> **What you should do**
When the line containing "Query: flat screen television" appears in the data below, begin copying there and stop only after the line containing "Query: wooden floating shelf".

> **Task data**
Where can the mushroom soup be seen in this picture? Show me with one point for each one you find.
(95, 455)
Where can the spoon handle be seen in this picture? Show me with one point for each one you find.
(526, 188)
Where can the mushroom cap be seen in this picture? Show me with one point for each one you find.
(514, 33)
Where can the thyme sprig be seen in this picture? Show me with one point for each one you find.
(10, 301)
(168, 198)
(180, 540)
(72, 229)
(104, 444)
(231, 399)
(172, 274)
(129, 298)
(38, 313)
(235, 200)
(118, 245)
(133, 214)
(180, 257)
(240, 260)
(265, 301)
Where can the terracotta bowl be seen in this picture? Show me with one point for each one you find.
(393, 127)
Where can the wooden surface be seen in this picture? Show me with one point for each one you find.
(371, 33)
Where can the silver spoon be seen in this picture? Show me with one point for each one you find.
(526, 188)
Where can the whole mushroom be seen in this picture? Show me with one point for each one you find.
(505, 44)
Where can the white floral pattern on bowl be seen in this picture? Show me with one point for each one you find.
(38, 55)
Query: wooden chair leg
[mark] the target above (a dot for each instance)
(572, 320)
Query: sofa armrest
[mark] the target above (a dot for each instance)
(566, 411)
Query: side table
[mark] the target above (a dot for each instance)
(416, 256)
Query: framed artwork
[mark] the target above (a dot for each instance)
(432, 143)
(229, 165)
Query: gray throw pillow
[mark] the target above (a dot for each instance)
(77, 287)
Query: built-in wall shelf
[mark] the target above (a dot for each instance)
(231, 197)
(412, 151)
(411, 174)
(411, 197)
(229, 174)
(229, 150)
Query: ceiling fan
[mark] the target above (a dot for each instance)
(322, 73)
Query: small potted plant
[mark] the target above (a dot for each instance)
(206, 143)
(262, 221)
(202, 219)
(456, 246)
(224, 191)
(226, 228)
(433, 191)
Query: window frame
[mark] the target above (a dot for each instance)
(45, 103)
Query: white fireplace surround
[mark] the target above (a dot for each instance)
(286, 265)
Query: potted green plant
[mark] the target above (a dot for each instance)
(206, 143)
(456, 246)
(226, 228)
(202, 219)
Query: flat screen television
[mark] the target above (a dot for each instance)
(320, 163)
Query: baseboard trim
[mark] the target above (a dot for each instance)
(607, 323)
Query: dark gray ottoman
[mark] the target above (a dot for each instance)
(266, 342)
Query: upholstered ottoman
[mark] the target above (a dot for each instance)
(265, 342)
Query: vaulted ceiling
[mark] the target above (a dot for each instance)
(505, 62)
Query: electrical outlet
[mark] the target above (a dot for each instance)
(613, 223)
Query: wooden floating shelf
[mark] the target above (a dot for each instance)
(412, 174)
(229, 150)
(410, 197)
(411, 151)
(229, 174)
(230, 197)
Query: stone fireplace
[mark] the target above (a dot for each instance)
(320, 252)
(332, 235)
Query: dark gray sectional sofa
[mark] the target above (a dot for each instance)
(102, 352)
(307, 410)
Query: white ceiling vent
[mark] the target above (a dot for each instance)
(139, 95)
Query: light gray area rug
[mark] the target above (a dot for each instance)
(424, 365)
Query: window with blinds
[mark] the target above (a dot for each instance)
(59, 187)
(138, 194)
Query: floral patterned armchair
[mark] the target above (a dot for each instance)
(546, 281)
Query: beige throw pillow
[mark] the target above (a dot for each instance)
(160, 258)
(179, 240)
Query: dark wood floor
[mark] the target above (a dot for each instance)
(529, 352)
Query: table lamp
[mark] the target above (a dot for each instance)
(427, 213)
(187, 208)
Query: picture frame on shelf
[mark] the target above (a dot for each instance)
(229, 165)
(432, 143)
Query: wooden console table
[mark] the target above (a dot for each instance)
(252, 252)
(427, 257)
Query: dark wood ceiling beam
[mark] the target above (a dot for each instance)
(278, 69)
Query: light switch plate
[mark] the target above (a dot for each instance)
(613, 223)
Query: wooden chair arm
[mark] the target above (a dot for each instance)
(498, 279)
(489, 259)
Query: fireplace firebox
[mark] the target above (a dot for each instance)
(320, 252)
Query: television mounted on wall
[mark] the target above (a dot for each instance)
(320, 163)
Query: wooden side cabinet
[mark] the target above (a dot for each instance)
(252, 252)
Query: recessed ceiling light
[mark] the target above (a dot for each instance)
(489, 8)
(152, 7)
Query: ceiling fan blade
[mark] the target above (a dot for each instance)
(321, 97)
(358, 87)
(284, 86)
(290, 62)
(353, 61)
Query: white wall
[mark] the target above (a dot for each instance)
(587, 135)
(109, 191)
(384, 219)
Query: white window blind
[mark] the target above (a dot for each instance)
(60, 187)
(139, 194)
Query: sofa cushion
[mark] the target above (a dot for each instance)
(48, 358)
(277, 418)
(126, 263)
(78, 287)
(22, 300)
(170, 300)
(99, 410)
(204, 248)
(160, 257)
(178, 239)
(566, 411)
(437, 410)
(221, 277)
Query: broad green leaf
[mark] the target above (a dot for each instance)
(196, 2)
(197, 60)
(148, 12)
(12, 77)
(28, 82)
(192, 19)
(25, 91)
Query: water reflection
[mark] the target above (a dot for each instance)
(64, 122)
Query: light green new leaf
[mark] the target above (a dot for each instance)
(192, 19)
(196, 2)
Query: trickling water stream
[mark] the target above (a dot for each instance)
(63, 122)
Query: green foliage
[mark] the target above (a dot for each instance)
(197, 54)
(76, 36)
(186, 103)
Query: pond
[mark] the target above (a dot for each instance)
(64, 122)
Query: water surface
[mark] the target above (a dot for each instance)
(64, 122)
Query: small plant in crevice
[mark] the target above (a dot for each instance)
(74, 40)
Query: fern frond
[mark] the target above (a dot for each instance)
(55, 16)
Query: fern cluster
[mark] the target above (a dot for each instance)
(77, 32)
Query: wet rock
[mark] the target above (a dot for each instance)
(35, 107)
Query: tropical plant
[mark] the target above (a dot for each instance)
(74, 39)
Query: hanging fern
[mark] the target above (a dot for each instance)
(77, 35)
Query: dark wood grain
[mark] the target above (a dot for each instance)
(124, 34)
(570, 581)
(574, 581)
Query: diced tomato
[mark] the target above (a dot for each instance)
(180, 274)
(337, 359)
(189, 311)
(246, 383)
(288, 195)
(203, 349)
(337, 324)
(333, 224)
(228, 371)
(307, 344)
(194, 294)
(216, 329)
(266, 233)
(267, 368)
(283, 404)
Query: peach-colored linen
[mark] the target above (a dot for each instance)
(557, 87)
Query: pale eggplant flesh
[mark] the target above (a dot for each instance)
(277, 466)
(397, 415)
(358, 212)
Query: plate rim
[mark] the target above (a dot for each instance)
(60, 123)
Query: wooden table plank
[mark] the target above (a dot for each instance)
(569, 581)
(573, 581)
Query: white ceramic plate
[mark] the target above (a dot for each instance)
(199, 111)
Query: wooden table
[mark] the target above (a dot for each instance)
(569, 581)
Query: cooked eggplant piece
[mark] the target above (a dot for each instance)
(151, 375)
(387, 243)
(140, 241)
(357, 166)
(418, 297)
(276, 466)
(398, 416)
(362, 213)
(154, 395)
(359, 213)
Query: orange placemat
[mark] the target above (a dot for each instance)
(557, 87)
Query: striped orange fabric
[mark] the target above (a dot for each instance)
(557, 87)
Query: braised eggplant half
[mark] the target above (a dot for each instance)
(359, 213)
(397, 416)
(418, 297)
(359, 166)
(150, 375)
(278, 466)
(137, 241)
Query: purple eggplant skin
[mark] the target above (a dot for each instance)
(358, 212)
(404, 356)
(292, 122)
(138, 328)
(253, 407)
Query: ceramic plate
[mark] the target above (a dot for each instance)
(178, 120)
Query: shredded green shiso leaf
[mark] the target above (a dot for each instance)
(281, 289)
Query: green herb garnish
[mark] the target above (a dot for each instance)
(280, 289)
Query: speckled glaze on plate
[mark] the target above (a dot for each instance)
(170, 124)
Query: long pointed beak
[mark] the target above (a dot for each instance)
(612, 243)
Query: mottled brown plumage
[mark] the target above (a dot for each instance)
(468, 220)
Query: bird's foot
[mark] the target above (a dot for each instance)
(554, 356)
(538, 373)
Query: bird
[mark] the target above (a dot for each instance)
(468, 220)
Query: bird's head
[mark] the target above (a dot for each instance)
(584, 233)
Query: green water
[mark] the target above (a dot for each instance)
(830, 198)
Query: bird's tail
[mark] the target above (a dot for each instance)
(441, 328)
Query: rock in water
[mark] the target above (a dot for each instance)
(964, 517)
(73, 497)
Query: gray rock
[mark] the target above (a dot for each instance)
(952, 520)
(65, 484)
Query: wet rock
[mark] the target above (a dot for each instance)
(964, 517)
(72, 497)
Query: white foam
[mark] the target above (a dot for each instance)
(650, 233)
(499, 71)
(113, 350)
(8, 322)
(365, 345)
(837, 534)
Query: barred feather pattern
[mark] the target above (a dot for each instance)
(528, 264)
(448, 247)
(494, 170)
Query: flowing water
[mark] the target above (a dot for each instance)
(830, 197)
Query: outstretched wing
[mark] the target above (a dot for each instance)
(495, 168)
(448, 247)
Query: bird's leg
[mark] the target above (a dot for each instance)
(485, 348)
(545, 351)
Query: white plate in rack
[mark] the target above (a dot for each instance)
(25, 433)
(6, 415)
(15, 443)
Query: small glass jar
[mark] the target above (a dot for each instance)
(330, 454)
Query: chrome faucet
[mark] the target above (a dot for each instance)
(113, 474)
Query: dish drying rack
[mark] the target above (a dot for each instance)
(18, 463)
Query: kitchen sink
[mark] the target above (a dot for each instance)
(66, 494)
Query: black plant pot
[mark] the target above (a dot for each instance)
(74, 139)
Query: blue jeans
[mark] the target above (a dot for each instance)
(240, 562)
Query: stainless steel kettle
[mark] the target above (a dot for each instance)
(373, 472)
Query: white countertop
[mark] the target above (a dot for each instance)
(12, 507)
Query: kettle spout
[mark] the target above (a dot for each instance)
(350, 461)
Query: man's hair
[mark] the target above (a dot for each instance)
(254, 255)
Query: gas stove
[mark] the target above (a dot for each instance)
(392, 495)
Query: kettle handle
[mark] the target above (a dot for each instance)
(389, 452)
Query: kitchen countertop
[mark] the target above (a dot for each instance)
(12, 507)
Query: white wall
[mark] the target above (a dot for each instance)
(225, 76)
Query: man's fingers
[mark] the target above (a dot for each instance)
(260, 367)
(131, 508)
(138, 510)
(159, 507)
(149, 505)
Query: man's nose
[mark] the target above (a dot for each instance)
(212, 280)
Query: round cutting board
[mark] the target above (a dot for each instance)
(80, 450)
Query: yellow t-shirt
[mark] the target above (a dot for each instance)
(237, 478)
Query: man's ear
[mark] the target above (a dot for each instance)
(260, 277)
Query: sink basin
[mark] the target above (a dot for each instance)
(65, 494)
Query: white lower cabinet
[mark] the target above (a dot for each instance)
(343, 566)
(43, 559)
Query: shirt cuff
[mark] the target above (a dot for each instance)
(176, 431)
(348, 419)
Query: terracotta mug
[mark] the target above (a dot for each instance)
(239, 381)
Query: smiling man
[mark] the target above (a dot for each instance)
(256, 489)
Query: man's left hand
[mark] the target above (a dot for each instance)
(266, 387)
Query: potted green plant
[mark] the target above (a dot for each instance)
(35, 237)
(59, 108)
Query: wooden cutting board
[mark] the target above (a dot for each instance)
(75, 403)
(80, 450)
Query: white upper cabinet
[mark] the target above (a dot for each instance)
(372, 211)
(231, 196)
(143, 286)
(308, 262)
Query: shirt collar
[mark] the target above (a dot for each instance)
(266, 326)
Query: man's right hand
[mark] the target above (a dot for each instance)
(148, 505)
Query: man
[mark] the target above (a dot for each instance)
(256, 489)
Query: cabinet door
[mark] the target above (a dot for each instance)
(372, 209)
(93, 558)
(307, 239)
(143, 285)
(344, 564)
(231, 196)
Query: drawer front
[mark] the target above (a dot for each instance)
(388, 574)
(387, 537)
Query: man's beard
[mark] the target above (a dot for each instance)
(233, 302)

> **Exercise solution**
Query: flat screen television
[mark] the target above (a dot for each instance)
(320, 163)
Query: baseboard trim
[mark] the target above (a dot for each instance)
(607, 323)
Query: dark gray ottoman
[mark] the target above (a dot for each instance)
(266, 342)
Query: upholstered ottoman
[mark] the target above (a dot for each instance)
(265, 342)
Query: vaulted ceiling
[mark] the target above (a dot for each instance)
(505, 62)
Query: electrical outlet
[mark] the target above (a dot for each instance)
(613, 223)
Query: wooden floating shelf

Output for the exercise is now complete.